(Beginning of DATA RECORDS)

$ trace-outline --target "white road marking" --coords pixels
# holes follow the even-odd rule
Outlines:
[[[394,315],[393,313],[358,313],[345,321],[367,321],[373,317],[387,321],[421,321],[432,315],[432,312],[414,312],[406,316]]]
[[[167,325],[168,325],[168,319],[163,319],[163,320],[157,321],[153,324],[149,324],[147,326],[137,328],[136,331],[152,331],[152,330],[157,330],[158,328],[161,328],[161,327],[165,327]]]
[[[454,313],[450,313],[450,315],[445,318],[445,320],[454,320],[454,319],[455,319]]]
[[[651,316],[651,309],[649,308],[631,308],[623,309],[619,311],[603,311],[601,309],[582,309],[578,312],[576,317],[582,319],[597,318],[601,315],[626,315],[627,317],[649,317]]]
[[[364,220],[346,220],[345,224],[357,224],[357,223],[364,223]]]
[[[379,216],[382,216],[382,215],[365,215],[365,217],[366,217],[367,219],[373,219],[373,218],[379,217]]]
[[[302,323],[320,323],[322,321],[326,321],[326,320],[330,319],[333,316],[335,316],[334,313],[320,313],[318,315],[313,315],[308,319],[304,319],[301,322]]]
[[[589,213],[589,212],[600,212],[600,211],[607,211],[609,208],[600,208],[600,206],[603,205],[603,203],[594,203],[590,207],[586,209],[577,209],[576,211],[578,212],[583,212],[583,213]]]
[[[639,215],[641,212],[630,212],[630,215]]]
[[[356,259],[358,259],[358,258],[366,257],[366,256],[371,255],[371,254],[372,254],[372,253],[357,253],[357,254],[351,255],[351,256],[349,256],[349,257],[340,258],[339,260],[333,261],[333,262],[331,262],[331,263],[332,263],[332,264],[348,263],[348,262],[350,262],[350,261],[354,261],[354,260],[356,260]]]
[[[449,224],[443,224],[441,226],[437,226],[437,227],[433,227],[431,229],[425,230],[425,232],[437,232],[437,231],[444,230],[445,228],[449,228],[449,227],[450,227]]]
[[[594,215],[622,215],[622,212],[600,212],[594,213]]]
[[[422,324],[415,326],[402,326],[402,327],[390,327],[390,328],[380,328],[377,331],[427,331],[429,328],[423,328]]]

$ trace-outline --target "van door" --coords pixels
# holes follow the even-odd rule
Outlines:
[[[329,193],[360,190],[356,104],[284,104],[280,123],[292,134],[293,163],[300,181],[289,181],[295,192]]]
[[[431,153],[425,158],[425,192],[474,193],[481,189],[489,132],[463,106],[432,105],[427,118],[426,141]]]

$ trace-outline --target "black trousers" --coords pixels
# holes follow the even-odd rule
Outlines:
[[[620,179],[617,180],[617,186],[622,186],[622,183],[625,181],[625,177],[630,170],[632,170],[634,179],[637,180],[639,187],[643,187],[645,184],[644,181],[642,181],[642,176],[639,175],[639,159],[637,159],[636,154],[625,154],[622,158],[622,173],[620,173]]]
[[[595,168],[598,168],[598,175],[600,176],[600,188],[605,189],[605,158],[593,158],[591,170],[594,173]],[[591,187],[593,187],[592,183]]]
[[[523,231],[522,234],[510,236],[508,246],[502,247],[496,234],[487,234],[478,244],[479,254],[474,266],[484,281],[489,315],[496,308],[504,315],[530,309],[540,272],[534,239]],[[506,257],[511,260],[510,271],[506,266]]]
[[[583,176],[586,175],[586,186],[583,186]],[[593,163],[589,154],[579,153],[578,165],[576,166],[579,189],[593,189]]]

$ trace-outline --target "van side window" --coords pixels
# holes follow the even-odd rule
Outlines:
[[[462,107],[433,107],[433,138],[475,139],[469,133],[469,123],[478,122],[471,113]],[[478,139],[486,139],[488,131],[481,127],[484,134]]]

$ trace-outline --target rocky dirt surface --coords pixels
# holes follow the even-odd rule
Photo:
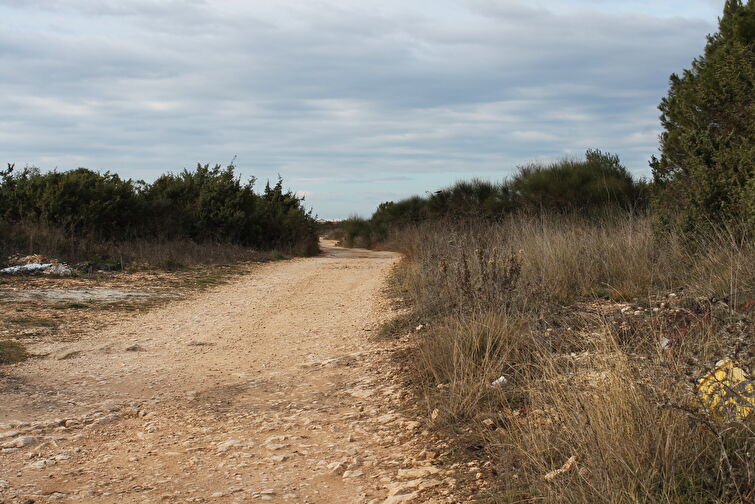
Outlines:
[[[0,502],[456,502],[373,336],[397,256],[325,245],[0,369]]]
[[[75,341],[135,311],[196,294],[259,263],[72,276],[0,275],[0,339]]]

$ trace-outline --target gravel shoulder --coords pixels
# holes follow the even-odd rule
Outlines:
[[[451,502],[372,336],[398,256],[324,250],[35,343],[0,371],[0,502]]]

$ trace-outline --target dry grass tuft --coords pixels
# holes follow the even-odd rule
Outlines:
[[[720,359],[755,365],[755,247],[733,236],[553,217],[393,237],[396,283],[432,328],[419,393],[483,447],[491,501],[755,499],[755,414],[697,392]]]
[[[41,254],[71,264],[108,262],[129,269],[175,269],[197,265],[232,264],[284,257],[276,251],[258,251],[231,243],[197,243],[189,239],[120,242],[93,237],[73,239],[60,228],[25,222],[6,230],[0,240],[0,265],[11,254]]]

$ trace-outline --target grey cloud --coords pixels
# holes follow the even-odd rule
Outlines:
[[[516,1],[453,7],[459,19],[356,4],[0,1],[0,16],[40,27],[0,30],[0,154],[142,178],[239,154],[247,174],[300,180],[325,216],[344,207],[326,180],[421,192],[431,174],[503,176],[587,147],[641,173],[667,77],[712,30]]]

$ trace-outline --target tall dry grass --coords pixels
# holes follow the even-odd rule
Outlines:
[[[74,238],[60,227],[34,222],[0,228],[0,265],[11,254],[41,254],[72,264],[106,260],[119,262],[130,269],[230,264],[282,256],[279,251],[258,251],[232,243],[197,243],[189,239],[104,241],[87,236]]]
[[[726,230],[694,243],[659,236],[650,218],[629,214],[597,222],[521,216],[496,224],[427,223],[395,232],[390,245],[406,254],[401,284],[427,314],[479,308],[486,299],[539,305],[674,289],[737,304],[751,298],[755,283],[752,242]]]
[[[396,282],[429,327],[420,393],[484,447],[491,501],[755,498],[755,415],[696,390],[719,359],[755,365],[755,247],[734,236],[689,242],[636,216],[394,235]]]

(End of DATA RECORDS)

▸ WHAT TO PRODUCE
Go through the entries above and copy each line with "pixels" in it.

▸ ANSWER FOR THE TASK
$ trace-outline --target "white road marking" --coords pixels
$ trace-outline --target "van door" --coords pixels
$ trace-outline --target "black trousers" --coords pixels
$ trace-outline --target "van side window" --coords pixels
$ trace-outline --target rocky dirt surface --coords pixels
$ trace-outline --target gravel shoulder --coords pixels
$ trace-outline --target dry grass tuft --coords pixels
$ trace-outline --target grey cloud --coords pixels
$ trace-outline --target tall dry grass --coords pixels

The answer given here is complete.